§ Görev A: Müezzinlik metninden, "Vaktiyle Sultan Ahdülhamid" ifadesini içeren sözlerle açılıp "Sesi güzel olacak." ile kapanan kısmı aynen yazınız.
§ Görev B:
Müezzinlik metnine göre aşağıdaki soruları cevaplayınız.
(i) İngiltere sefarethanesinden gelen zat Kapalıçarşı'ya ne yapmak üzere gelmiştir?
(ii) Bu zat işini bitirdikten sonra nereye dönmüştür?
(iii) Müezzinliğin birinci şartı nedir?
§ Görev C: Müezzinlik metnini kaldığı yerden sürdürünüz.

═════ Sayfa ═════

Vaktiyle Sultan Ahdülhamid zamanında Nuruosmaniye Camii’nde sesi çok güzel ve çok duygulanarak, heyecanlanarak ezan okuyan bir müezzin varmış. İngiltere sefarethanesinden bir zat arabayla Kapalıçarşı’da alışveriş yapmak üzere oraya gelmiş. Ezan okunuyormuş, sesin ve okuyuşun güzelliği ve cazibesi karşısında çakılmış kalmış. Ezan bitince çarşıya girmiş. İşini bitirdikten sonra Beyoğlu’ndaki sefarethaneye dönmüş. Ertesi gün içine bir hasret düşmüş. Bir bahane uydurmuş, tekrar Nuruosmaniye’nin yolunu tutmuş, ezan dinlemiş. Birkaç gün böyle gitmiş gelmiş. Kalbinde İslâm’a ısınma başlamış, Müslüman olmaya karar vermiş. Lakin, evet lâkin… En son gittiğinde o müezzin yokmuş, yerine sesi müsait olmayan, ruhsuz ve aşksız bir kimse ezan okumuş. İngiliz daha sonra “O eski müezzin okumuş olsaydı, dinimden olacaktım” demiş.

Müezzinliğin şartları, kuralları vardır.

Birincisi: Sesi güzel olacak.

İkincisi: İmanla, heyecanla, duyguyla, ruhla, aşk ve şevkle okuyacak.

Üçüncüsü: Ses güzelliğinin yanına, musikî kültürü, şehir medeniyeti ilave edilecek.

═════ Sağlanan Kayıtlar ═════

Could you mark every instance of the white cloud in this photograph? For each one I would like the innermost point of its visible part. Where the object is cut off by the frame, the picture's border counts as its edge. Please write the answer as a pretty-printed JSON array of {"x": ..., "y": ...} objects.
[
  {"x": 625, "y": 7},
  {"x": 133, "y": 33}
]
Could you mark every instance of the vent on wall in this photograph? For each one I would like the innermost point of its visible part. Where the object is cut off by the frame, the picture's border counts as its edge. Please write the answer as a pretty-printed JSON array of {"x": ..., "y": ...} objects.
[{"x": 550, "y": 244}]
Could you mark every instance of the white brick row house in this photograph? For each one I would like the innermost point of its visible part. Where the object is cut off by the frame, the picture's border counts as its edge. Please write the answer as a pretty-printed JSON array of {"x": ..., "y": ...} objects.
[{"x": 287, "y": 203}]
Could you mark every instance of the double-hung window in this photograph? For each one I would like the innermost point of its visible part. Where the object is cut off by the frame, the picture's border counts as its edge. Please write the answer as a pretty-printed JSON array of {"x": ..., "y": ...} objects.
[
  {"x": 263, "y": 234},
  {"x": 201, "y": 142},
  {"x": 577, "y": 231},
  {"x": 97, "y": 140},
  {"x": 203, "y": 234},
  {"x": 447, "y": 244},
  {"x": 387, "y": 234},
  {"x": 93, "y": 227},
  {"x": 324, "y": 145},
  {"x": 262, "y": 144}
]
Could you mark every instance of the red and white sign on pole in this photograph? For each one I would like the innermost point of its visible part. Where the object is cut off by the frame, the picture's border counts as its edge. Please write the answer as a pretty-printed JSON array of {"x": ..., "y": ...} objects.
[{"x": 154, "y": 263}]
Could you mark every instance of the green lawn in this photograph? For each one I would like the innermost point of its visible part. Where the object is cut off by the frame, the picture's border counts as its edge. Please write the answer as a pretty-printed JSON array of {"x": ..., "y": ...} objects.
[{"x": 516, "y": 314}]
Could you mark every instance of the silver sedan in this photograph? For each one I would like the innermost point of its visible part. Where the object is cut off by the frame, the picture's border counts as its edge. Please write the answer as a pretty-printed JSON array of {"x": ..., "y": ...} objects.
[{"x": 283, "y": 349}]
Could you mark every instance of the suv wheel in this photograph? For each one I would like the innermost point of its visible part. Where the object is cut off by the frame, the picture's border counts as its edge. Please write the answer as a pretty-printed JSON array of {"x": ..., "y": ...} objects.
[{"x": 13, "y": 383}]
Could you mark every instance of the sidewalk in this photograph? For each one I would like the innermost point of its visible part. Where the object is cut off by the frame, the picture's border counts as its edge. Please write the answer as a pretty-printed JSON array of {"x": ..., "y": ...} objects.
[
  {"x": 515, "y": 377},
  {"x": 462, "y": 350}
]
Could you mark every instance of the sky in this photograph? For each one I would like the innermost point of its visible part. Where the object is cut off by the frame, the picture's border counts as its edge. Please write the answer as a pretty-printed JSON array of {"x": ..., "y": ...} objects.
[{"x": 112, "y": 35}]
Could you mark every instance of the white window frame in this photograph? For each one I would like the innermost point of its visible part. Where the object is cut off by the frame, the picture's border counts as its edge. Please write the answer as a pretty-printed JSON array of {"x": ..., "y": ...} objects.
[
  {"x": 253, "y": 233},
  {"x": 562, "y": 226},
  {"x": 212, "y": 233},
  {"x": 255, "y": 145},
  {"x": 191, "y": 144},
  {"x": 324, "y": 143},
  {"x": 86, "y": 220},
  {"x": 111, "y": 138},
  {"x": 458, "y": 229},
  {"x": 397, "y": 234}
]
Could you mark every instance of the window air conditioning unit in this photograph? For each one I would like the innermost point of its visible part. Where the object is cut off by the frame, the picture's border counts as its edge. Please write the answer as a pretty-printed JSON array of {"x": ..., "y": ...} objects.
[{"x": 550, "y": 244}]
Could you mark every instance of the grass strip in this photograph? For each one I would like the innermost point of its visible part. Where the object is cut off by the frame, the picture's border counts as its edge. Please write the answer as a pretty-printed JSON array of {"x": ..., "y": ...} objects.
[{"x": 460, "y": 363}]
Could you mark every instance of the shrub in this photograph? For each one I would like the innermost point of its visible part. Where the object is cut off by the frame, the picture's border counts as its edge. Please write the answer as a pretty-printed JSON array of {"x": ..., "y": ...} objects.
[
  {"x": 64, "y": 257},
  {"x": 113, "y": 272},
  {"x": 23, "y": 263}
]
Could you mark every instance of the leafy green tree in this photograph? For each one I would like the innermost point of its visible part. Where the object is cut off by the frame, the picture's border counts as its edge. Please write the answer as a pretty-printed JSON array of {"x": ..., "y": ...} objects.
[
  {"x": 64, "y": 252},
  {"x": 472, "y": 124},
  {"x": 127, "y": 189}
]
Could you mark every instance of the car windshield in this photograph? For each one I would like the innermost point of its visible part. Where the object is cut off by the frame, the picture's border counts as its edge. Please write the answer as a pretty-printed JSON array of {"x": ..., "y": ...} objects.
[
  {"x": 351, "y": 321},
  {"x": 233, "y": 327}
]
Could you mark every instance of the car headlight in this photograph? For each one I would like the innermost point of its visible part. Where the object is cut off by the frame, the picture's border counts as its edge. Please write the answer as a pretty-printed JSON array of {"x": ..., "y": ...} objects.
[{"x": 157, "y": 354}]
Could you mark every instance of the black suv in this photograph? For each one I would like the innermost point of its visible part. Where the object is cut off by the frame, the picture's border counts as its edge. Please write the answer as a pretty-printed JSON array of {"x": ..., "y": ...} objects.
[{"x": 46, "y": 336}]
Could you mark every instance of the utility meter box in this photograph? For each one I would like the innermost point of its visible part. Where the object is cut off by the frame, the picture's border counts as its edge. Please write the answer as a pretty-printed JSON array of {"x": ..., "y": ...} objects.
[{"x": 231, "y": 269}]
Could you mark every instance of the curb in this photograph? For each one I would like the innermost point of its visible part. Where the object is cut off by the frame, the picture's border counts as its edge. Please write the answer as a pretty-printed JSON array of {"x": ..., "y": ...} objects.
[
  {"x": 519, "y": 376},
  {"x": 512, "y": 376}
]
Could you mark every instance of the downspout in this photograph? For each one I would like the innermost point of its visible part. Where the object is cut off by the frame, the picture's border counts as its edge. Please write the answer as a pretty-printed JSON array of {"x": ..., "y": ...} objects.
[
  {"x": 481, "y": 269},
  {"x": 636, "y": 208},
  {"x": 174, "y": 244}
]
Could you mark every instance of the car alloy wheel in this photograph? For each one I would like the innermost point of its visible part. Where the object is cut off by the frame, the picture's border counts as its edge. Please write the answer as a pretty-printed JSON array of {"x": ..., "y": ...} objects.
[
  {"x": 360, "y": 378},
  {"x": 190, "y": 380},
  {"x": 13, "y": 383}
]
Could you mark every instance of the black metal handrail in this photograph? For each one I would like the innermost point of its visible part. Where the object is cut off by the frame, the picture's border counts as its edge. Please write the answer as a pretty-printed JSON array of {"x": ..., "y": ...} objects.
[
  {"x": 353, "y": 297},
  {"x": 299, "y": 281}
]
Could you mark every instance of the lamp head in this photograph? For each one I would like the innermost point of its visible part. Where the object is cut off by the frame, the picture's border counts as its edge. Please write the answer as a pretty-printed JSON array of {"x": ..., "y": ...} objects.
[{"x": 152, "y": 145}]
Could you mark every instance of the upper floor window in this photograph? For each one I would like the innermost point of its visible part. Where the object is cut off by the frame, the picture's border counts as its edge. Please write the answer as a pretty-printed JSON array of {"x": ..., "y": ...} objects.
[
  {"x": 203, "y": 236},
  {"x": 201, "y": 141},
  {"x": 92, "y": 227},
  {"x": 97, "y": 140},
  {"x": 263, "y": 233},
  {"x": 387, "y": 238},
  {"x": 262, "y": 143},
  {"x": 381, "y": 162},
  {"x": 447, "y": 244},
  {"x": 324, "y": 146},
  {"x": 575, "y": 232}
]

═════
═════ Sağlanan Kayıtlar ═════

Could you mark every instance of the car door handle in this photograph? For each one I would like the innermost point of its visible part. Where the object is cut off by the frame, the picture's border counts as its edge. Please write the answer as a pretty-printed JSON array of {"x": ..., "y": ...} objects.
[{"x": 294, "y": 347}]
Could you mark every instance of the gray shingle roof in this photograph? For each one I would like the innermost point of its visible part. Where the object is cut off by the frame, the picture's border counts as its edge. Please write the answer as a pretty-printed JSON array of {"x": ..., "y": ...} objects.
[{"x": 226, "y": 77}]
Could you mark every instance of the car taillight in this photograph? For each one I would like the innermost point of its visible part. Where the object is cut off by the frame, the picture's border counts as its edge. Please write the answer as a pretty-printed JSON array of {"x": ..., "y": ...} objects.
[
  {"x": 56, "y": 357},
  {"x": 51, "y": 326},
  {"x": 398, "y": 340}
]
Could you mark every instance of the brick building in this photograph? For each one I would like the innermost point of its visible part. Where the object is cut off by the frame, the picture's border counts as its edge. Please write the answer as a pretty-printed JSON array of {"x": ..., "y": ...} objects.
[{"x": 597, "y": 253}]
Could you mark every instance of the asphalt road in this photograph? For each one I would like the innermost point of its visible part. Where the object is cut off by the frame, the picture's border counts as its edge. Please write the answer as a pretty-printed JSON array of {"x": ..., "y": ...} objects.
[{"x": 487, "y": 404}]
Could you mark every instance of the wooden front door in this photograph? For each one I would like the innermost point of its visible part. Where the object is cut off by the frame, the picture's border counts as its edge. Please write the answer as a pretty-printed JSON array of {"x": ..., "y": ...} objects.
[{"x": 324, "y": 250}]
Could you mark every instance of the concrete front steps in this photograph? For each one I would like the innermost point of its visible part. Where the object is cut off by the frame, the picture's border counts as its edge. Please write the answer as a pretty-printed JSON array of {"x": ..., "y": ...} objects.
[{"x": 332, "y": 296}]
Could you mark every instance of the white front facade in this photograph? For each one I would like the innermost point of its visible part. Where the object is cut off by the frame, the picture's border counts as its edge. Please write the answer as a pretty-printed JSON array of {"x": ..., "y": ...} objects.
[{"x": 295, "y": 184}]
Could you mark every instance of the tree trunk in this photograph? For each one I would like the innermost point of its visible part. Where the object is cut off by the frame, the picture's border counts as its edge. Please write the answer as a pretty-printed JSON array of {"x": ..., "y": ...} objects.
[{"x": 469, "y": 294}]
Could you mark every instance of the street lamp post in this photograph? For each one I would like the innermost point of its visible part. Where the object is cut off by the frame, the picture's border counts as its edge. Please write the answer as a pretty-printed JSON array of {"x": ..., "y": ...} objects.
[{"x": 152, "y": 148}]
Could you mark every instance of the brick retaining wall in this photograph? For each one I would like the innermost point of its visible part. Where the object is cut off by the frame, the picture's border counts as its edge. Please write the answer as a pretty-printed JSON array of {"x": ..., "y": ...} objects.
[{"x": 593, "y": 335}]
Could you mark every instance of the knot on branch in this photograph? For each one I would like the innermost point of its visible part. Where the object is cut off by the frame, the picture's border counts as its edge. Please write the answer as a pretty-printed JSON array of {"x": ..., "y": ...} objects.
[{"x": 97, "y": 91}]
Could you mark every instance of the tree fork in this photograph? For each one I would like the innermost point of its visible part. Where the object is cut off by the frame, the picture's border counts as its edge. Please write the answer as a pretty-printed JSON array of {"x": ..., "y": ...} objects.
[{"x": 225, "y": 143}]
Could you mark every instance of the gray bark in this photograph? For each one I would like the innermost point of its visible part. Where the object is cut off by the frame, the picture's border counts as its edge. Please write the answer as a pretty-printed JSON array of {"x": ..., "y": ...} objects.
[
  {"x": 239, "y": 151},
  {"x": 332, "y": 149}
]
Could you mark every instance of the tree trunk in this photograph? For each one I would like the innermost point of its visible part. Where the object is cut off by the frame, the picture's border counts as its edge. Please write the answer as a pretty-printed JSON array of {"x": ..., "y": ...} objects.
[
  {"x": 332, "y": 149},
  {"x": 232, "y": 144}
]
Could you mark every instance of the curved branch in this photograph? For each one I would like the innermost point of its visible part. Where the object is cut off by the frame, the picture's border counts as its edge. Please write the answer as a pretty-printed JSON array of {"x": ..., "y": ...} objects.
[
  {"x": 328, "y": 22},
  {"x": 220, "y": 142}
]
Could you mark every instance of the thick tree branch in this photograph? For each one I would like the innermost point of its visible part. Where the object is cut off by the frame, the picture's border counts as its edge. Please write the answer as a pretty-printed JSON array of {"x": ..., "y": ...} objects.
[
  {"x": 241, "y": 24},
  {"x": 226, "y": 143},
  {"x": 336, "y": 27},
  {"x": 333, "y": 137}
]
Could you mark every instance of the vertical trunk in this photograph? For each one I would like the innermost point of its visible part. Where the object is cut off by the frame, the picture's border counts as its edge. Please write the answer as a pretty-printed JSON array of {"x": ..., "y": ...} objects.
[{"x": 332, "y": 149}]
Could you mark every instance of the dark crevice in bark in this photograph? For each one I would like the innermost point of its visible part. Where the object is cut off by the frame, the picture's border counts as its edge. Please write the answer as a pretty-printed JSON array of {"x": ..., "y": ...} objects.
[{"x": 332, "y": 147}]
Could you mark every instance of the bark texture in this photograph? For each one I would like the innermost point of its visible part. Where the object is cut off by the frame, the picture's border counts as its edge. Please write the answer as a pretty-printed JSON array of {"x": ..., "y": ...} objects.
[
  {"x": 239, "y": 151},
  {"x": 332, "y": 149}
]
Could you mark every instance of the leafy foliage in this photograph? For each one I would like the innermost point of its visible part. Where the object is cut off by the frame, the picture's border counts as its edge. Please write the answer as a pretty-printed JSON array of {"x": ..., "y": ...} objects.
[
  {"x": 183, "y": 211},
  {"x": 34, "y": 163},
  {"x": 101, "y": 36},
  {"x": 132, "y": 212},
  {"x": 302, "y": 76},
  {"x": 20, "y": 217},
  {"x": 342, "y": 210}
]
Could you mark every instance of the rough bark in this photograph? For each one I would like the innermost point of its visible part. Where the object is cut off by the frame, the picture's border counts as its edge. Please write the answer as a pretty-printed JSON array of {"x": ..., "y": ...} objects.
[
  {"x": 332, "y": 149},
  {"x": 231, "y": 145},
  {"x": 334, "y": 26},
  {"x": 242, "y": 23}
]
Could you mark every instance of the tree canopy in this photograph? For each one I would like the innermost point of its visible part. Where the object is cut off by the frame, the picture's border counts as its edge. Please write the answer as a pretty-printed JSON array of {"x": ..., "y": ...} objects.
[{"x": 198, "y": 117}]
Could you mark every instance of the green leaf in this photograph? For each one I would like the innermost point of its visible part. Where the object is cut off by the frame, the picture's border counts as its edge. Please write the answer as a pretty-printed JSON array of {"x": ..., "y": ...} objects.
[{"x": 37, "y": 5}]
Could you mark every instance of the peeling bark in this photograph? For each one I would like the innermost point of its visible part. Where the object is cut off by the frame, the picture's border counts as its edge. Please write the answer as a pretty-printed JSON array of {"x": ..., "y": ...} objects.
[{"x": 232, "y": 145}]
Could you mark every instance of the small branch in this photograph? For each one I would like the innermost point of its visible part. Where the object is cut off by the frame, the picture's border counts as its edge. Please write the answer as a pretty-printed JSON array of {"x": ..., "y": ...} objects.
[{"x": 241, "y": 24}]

═════
═════ Sağlanan Kayıtlar ═════

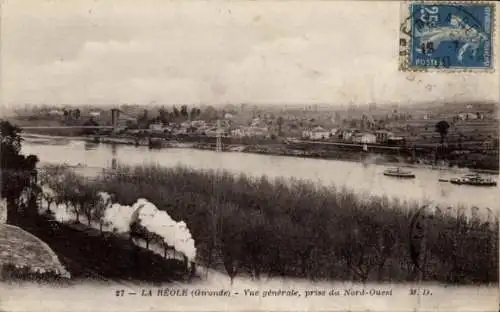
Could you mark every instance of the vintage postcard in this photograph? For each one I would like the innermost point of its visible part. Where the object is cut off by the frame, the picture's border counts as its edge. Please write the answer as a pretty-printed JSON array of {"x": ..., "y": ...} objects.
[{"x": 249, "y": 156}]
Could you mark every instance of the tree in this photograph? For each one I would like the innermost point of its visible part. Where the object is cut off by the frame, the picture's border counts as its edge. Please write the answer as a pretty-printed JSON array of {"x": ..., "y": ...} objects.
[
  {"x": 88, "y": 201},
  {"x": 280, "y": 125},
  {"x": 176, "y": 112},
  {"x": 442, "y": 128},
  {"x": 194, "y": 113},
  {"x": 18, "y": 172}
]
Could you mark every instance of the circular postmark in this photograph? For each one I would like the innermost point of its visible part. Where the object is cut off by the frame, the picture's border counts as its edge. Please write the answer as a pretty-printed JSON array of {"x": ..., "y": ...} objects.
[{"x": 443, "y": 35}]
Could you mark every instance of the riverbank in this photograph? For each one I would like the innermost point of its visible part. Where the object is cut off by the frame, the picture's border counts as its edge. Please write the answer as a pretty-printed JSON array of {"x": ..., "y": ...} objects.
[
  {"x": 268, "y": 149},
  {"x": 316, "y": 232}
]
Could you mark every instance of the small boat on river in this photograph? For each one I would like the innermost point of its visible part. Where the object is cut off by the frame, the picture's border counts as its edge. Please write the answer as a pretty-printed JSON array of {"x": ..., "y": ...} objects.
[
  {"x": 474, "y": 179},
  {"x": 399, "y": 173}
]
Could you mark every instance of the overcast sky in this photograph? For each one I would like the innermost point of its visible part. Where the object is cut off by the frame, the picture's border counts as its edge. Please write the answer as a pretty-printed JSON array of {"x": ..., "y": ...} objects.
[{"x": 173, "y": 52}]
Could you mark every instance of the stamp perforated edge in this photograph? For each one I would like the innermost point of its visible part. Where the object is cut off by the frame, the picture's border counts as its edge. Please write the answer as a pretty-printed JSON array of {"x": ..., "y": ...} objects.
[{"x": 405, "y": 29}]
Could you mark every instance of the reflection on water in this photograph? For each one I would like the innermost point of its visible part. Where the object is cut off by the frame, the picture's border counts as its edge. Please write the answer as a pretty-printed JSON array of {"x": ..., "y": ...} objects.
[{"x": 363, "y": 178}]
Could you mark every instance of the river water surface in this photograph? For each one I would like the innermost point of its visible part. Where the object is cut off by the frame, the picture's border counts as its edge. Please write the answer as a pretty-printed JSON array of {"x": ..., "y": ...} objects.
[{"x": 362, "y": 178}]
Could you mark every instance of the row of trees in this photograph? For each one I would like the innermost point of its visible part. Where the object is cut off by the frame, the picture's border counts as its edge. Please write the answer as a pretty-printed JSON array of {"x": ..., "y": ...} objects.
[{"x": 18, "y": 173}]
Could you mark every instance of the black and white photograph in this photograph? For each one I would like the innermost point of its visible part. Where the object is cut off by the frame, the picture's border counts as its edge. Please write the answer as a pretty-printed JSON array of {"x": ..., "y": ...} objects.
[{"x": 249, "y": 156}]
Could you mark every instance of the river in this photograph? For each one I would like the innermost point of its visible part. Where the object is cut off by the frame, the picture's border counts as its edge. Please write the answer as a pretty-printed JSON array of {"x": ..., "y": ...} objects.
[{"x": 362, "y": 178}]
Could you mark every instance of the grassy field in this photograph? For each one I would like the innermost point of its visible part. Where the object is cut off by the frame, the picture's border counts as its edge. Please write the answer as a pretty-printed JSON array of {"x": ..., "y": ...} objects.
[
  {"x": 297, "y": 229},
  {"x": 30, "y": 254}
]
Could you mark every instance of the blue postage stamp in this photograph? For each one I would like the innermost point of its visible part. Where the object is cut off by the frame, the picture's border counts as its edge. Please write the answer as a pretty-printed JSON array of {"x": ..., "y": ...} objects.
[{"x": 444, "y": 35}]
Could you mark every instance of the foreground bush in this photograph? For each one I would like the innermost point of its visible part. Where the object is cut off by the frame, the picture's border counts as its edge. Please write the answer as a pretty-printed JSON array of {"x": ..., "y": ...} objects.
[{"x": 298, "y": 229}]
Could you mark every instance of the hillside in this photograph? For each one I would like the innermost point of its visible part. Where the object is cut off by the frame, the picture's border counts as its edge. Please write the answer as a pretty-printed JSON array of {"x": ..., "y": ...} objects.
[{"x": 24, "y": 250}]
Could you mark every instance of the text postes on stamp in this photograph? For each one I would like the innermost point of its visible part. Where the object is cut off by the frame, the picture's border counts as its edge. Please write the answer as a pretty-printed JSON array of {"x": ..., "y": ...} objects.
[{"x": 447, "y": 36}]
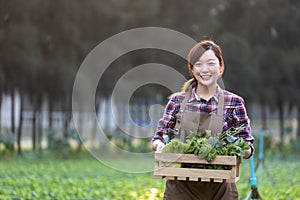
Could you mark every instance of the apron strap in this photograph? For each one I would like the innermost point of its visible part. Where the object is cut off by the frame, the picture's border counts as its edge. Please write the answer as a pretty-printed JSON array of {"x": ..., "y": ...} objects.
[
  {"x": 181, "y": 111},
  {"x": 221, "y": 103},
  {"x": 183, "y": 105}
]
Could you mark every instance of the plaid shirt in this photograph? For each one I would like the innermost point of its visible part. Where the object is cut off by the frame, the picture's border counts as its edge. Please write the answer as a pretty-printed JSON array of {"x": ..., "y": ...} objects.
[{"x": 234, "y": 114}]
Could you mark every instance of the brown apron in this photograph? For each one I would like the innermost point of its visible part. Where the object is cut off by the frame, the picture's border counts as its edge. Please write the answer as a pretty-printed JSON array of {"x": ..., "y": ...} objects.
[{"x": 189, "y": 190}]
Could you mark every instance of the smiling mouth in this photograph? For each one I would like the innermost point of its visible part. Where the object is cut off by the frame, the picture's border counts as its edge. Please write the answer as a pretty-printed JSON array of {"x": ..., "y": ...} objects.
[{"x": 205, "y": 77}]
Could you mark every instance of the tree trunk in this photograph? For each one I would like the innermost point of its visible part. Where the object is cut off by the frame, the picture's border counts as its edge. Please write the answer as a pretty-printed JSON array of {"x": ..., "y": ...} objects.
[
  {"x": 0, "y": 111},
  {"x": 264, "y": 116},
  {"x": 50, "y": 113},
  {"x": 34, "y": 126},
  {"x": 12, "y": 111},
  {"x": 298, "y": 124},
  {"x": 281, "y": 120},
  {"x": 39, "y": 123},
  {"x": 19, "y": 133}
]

═════

§ Görev Yanıtı A:
Vaktiyle Sultan Ahdülhamid zamanında Nuruosmaniye Camii’nde sesi çok güzel ve çok duygulanarak, heyecanlanarak ezan okuyan bir müezzin varmış. İngiltere sefarethanesinden bir zat arabayla Kapalıçarşı’da alışveriş yapmak üzere oraya gelmiş. Ezan okunuyormuş, sesin ve okuyuşun güzelliği ve cazibesi karşısında çakılmış kalmış. Ezan bitince çarşıya girmiş. İşini bitirdikten sonra Beyoğlu’ndaki sefarethaneye dönmüş. Ertesi gün içine bir hasret düşmüş. Bir bahane uydurmuş, tekrar Nuruosmaniye’nin yolunu tutmuş, ezan dinlemiş. Birkaç gün böyle gitmiş gelmiş. Kalbinde İslâm’a ısınma başlamış, Müslüman olmaya karar vermiş. Lakin, evet lâkin… En son gittiğinde o müezzin yokmuş, yerine sesi müsait olmayan, ruhsuz ve aşksız bir kimse ezan okumuş. İngiliz daha sonra “O eski müezzin okumuş olsaydı, dinimden olacaktım” demiş.

Müezzinliğin şartları, kuralları vardır.

Birincisi: Sesi güzel olacak.

§ Görev Yanıtı B:
(i) Alışveriş yapmak üzere gelmiştir.
(ii) Beyoğlu'ndaki sefarethaneye dönmüştür.
(iii) Sesinin güzel olmasıdır.

§ Görev Yanıtı C:
Dördüncüsü: Hoparlör tesisatı, akustik ilminde ve sanatında uzman olan kişiler tarafından kurulacak, ayarlanacak. Ses gerekenden fazla açılmayacak, sonuna kadar açılmayacak.En güzel ses, berbat bir hoparlör tarafından rezil ve perişan edilebilir.

Müslümanların son elli yıl içinde “Güzel sanatlı, tesirli, heyecanlı ezan okuma” dernekleri, vakıfları, müesseseleri, kurumları kurmaları gerekirdi. Buna önem vermediler, bütün güçlerini, bütün enerjilerini o saçma sapan, o bed sesli hoparlörlere yoğunlaştırdılar.

İstanbul’da en az birkaç yüz fahrî (ücretsiz, bu işi şeref için yapan) müezzin olması gerekir. Sesleri fevkalâde, müzik bilgileri fevkalâde, kültür ve medeniyet seviyeleri son derece yüksek, aşk, şevk, heyecan ehli Müslümanlar… Bazıları dünyanın en meşhur konservatuarlarından mezun olmuş. Diyelim ki, onlardan biri şehrin büyük camilerinden birinde bir öğle ezanı okumaya başladı. Dinsizlerin, turistlerin bile heyecanla dinlemeleri gerekir… (Hatırıma bir soru geliyor: Acaba böyle bir müezzine ezan okuttururlar mı?”)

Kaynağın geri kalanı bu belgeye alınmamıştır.